§ **Task to carry out**
Reproduce word for word everything from the line containing "Pressing-analysis tagging request: spot the mirror" down to the end of the records.
=== Data for this exercise ===
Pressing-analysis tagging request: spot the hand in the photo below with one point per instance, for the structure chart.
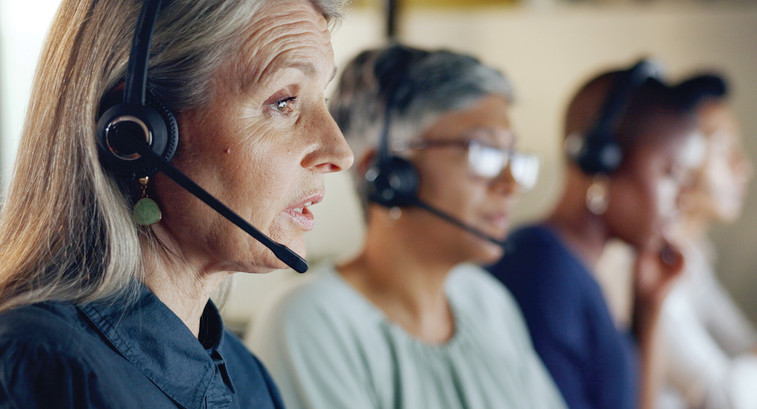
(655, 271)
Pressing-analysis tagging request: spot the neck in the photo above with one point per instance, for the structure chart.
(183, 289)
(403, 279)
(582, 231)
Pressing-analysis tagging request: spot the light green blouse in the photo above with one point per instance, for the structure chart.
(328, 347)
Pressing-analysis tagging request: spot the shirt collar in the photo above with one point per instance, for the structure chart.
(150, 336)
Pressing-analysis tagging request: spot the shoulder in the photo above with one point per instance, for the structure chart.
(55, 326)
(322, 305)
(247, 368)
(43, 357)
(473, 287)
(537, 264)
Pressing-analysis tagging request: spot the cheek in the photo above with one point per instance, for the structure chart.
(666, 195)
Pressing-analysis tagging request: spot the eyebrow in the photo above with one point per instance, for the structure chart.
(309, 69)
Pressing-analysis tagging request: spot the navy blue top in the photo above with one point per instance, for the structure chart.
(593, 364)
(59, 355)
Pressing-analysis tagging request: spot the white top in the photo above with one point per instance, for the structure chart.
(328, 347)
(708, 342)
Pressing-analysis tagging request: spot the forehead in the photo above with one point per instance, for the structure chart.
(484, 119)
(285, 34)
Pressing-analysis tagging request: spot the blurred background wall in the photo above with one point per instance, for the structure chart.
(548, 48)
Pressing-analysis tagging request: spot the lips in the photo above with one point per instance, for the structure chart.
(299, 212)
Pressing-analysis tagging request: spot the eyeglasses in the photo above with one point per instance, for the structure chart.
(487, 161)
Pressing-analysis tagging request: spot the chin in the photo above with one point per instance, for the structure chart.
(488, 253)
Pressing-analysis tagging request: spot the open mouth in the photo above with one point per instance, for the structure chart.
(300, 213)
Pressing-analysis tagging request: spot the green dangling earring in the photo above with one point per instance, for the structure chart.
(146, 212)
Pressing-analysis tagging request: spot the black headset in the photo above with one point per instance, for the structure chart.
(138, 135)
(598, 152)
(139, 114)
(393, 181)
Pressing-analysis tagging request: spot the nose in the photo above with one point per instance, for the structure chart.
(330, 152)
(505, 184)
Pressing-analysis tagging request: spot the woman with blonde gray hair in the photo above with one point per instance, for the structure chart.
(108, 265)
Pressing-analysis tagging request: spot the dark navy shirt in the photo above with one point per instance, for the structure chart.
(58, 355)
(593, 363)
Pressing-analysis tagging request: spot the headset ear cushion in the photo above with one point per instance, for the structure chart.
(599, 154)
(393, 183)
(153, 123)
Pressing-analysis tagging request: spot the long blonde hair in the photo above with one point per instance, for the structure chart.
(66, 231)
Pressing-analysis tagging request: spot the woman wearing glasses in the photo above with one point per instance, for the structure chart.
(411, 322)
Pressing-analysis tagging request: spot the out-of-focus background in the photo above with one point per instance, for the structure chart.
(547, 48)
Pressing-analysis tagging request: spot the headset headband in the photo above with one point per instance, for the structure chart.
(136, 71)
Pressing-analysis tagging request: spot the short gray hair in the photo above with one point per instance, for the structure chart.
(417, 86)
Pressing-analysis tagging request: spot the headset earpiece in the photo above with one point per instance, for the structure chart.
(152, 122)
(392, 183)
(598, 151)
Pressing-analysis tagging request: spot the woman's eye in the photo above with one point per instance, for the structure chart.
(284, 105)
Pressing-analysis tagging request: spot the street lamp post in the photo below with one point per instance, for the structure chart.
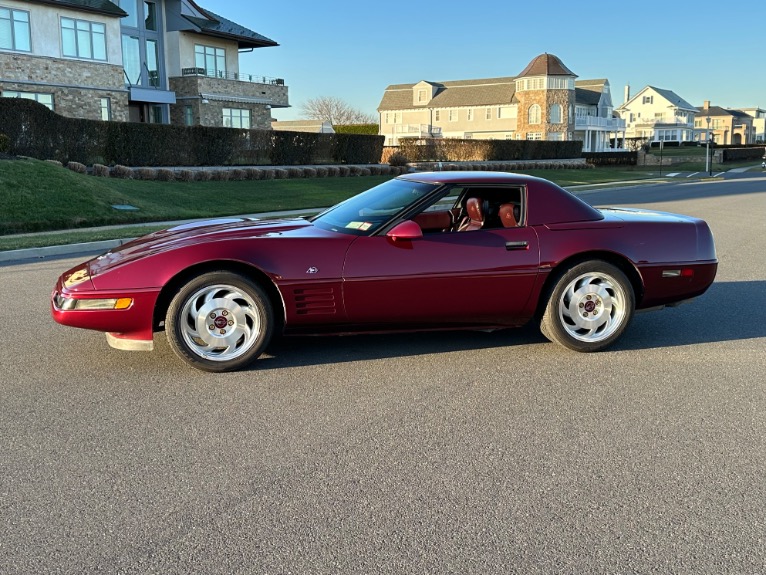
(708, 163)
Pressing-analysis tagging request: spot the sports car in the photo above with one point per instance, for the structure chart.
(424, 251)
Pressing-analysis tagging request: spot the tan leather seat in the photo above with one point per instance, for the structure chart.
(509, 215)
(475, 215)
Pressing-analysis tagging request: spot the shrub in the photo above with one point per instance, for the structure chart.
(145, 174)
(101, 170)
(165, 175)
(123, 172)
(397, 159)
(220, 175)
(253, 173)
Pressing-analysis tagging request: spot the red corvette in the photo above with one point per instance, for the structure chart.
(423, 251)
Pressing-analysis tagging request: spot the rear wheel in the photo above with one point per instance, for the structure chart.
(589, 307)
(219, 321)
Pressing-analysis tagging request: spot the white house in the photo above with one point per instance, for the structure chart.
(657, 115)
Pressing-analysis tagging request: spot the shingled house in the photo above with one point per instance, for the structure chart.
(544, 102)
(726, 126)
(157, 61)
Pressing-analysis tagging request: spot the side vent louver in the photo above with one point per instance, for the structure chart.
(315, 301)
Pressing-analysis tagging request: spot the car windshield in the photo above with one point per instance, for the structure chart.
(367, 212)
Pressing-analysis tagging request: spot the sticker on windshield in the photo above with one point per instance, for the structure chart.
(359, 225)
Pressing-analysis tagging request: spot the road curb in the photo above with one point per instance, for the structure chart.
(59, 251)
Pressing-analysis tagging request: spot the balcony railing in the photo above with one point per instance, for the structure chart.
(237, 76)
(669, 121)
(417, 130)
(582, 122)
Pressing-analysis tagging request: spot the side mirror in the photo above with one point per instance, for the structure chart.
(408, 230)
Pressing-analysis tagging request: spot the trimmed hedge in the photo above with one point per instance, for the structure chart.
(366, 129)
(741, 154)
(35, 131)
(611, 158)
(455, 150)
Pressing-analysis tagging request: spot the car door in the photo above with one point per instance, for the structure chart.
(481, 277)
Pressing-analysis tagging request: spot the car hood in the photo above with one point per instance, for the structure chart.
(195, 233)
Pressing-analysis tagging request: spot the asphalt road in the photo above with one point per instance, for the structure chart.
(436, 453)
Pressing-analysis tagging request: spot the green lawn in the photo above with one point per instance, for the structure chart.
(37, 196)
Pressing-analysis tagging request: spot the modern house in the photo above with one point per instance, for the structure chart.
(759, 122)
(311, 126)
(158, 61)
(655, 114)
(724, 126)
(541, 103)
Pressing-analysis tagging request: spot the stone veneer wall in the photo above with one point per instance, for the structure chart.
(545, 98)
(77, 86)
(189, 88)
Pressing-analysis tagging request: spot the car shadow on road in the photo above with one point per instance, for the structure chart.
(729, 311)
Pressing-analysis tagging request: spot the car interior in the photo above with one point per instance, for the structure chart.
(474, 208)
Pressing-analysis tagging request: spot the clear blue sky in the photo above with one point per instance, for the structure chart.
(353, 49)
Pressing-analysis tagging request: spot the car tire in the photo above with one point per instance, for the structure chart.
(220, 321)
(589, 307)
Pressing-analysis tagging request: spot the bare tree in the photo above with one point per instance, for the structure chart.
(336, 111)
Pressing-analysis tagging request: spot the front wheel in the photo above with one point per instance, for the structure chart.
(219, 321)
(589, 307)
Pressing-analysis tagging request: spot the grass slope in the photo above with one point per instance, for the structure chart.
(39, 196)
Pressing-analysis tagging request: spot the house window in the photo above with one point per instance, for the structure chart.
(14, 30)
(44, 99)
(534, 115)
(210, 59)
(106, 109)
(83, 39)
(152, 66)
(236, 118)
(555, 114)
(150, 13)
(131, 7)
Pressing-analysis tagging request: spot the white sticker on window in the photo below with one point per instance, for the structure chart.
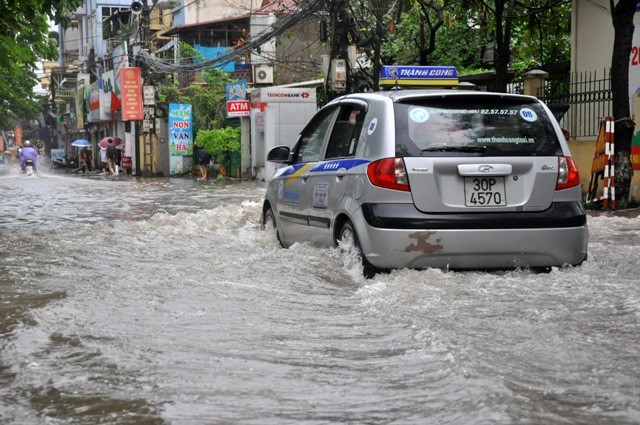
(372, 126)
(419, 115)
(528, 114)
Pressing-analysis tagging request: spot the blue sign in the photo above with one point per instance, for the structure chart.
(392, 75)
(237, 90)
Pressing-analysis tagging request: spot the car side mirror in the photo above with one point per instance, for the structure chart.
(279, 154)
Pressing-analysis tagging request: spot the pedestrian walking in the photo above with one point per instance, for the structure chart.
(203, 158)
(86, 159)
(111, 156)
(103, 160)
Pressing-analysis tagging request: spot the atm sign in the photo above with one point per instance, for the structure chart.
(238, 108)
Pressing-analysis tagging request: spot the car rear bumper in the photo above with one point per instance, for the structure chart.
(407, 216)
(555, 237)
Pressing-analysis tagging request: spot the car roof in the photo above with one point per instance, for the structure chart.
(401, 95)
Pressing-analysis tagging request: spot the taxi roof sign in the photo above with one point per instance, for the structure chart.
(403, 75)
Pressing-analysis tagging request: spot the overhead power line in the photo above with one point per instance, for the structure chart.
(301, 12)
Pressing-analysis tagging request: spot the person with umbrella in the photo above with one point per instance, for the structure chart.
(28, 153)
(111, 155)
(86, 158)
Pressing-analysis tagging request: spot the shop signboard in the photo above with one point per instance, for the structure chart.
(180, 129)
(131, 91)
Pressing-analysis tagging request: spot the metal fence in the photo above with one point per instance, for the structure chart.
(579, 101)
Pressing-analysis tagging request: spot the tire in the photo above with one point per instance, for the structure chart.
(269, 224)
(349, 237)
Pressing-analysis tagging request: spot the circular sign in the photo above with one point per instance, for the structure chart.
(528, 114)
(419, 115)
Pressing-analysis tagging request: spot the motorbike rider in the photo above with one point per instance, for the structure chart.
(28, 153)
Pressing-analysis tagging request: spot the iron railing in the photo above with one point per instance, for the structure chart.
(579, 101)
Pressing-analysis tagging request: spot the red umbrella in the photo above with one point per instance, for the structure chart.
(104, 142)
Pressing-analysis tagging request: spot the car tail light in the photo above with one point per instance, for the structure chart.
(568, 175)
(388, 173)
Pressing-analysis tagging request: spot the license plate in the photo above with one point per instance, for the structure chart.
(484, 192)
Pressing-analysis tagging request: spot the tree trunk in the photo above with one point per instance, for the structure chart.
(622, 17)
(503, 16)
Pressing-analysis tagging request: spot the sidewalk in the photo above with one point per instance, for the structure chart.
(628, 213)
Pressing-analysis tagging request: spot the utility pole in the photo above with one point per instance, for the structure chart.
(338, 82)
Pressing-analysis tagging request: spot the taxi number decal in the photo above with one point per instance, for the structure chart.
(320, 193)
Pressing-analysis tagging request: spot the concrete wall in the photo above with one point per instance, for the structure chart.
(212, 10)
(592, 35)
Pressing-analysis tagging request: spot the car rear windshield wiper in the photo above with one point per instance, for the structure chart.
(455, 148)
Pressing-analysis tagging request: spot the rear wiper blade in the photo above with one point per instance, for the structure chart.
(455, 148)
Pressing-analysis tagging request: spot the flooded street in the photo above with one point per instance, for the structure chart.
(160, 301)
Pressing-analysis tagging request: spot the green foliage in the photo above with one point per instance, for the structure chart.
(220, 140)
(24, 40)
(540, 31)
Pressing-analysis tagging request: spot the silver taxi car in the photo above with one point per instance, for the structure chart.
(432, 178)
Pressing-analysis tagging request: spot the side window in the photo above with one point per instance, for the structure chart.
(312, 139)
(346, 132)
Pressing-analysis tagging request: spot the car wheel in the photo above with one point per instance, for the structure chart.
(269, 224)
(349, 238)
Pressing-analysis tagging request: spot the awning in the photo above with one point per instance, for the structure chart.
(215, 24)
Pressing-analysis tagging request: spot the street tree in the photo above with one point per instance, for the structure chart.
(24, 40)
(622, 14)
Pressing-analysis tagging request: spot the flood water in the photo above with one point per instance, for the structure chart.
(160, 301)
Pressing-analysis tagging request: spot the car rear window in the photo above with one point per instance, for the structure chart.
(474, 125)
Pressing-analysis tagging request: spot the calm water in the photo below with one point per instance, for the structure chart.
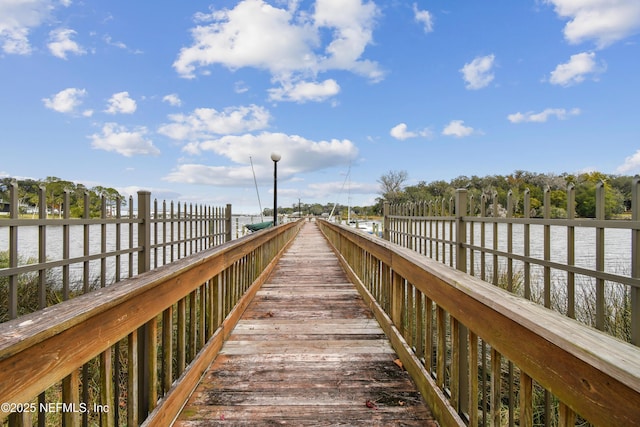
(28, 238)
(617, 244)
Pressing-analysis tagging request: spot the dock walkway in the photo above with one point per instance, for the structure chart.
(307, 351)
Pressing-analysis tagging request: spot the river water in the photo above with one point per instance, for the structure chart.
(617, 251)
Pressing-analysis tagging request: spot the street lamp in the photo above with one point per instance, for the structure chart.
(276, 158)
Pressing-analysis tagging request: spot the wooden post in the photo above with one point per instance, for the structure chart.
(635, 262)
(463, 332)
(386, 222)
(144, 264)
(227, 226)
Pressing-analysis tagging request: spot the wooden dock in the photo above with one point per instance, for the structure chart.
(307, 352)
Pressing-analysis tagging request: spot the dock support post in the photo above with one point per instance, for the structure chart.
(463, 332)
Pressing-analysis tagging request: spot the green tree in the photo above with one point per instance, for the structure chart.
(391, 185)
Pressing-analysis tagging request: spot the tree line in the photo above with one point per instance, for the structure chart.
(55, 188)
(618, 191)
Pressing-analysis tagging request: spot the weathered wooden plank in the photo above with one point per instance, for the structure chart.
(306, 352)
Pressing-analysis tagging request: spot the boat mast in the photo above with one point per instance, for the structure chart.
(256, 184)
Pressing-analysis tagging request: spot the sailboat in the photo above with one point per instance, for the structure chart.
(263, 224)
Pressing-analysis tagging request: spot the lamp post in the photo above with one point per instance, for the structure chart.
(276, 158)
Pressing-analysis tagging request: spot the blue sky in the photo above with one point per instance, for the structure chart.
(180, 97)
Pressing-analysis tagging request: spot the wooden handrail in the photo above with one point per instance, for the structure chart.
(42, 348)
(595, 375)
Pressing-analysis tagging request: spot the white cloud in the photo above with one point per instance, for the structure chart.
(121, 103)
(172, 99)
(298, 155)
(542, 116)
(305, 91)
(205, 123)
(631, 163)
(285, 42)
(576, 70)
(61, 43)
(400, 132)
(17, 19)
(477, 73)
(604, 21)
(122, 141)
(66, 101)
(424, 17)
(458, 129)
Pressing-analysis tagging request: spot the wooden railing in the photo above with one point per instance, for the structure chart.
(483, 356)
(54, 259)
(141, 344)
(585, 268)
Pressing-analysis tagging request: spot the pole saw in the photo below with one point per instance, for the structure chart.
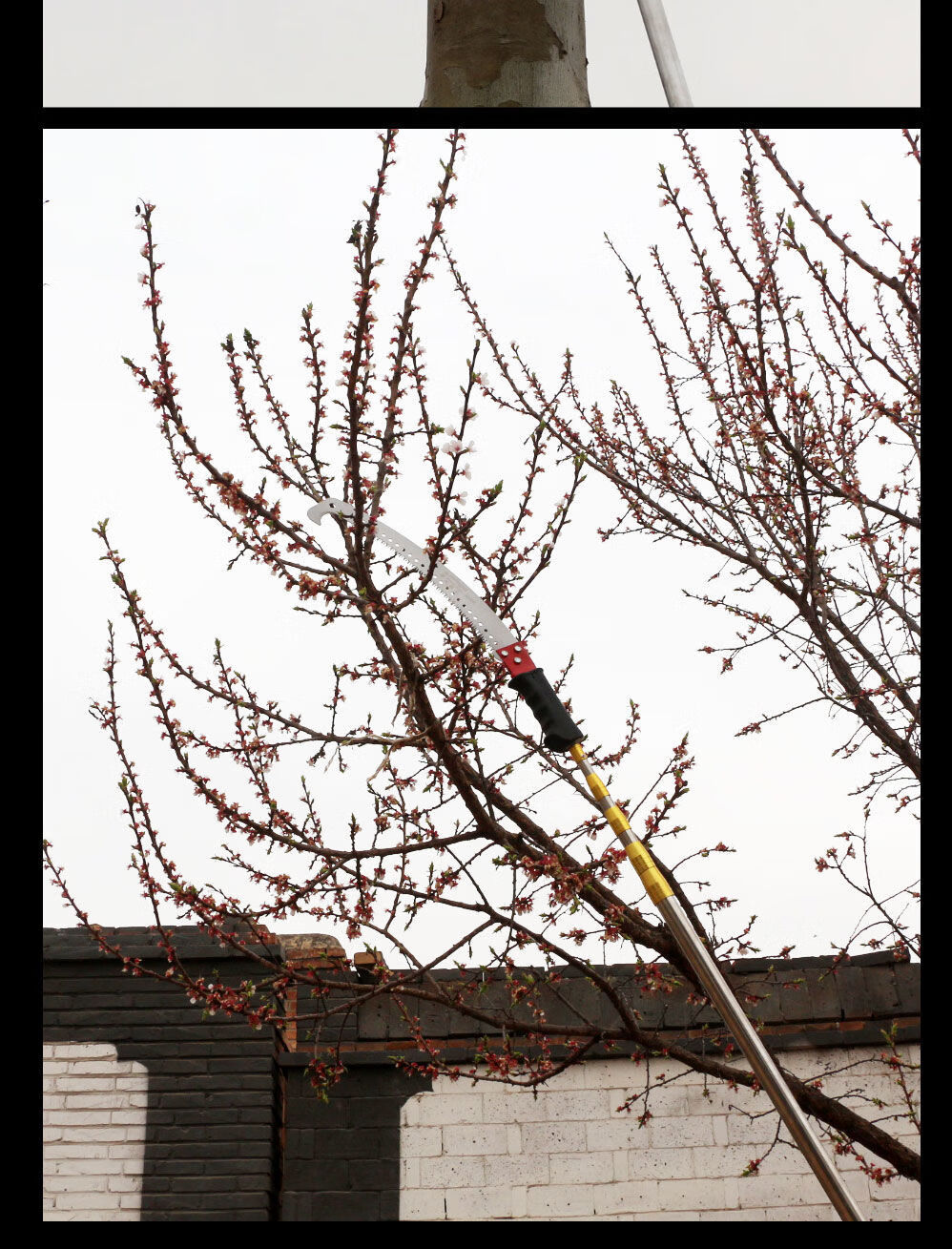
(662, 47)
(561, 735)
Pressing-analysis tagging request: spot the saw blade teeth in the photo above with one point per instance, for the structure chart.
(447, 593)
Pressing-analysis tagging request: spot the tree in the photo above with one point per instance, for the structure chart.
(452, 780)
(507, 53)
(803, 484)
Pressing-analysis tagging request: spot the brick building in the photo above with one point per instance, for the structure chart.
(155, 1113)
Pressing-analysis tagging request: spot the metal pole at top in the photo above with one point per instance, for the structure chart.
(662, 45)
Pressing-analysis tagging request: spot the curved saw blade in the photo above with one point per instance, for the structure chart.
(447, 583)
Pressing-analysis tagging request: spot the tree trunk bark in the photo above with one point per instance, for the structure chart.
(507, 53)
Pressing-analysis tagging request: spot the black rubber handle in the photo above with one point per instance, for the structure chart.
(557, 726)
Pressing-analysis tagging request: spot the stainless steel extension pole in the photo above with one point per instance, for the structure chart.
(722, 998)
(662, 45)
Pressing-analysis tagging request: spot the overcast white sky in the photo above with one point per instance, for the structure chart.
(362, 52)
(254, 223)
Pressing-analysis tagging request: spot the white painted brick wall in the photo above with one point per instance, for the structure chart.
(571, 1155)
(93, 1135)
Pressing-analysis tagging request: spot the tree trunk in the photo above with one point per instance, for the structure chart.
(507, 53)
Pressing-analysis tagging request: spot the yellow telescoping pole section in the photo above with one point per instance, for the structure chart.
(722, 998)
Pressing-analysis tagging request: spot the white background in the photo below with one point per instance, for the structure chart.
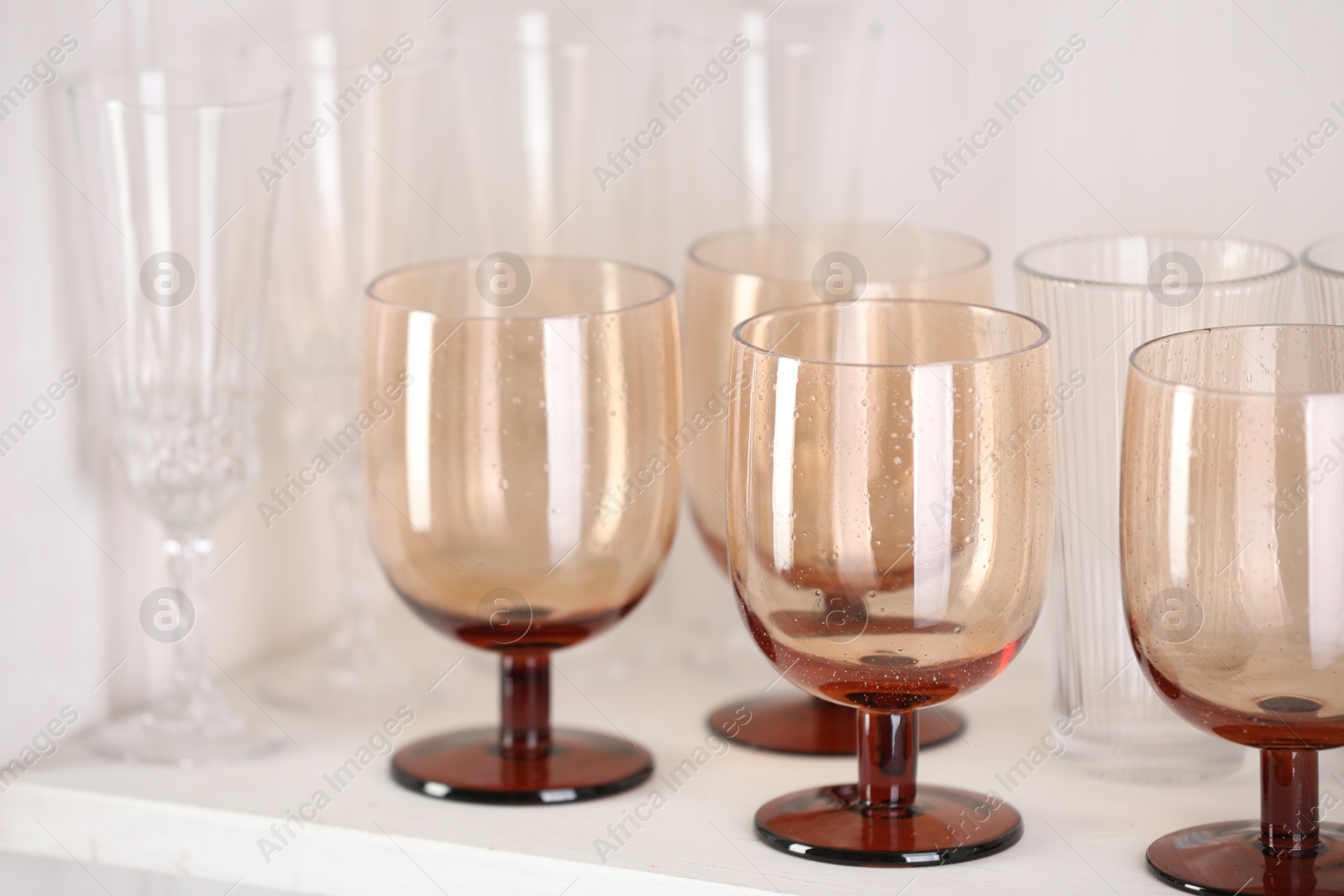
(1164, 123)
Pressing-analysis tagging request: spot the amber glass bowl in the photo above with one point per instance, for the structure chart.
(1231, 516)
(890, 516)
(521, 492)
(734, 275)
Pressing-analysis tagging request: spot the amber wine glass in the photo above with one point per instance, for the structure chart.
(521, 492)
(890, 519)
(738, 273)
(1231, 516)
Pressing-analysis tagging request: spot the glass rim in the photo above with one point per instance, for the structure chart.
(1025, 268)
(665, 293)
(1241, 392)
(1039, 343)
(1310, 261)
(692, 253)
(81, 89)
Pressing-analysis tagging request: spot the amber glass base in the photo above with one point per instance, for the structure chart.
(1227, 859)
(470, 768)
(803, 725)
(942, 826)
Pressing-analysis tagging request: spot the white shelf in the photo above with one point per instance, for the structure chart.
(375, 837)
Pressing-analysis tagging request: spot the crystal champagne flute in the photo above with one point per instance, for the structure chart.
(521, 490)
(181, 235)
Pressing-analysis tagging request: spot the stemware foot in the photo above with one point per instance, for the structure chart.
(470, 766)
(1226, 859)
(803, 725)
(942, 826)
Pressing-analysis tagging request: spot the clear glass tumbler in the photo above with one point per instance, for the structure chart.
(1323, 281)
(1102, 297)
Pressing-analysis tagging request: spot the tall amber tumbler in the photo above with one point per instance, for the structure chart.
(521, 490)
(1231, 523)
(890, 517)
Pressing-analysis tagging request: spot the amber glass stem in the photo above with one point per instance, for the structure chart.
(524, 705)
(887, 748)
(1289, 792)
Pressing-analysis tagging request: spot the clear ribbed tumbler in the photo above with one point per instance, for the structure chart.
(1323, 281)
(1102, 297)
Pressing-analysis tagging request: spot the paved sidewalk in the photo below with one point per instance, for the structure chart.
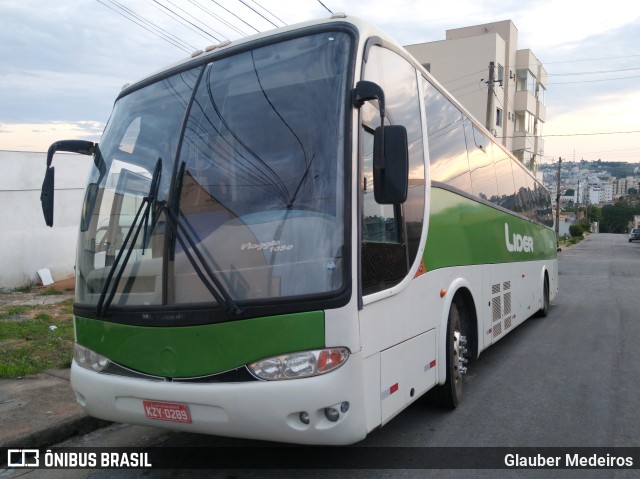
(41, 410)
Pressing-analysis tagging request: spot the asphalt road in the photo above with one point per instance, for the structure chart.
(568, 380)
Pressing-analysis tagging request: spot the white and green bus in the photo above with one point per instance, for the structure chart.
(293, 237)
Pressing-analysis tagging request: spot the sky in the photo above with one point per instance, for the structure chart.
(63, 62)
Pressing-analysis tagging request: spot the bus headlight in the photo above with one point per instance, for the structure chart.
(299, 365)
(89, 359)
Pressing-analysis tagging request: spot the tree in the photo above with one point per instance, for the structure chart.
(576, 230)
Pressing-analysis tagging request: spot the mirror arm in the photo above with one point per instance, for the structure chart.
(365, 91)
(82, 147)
===
§ **Task answer**
Pressing-analysis tagging request: spot the mirror arm in the photo above with one point per instance, for the structure chart.
(365, 91)
(82, 147)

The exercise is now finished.